▸ **Exercise directions**: Output all records exactly.

Natural language region descriptions:
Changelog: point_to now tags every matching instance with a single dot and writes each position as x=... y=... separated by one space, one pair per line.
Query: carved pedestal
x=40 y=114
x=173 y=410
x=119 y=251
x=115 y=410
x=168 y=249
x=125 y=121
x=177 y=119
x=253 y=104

▸ **Exercise output**:
Changelog: point_to now tags every matching instance with a single dot and writes each position as x=... y=... separated by one space, one pair per line.
Query: carved pedestal
x=40 y=114
x=173 y=410
x=119 y=251
x=115 y=410
x=168 y=249
x=125 y=121
x=177 y=119
x=253 y=104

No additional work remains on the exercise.